Written request: Copy the entries from the start through the line containing "5, 45, 120, 80", swapping "distant mountain" for "far-off peak" and keeping everything else unchanged. Leave the pictures out.

Dataset content:
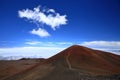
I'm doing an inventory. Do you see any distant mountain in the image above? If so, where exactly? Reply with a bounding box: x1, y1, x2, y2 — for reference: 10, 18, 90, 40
5, 45, 120, 80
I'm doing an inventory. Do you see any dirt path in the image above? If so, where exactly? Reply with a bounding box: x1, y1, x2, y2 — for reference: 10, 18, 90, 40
66, 50, 72, 70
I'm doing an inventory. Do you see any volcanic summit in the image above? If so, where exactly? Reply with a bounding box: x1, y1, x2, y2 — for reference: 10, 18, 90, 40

Expected output:
I'm doing an inventory. Do you see any far-off peak in the image above? If so, where exactly? Reply with a bounding box: x1, y1, x2, y2 — for reference: 10, 18, 90, 40
5, 45, 120, 80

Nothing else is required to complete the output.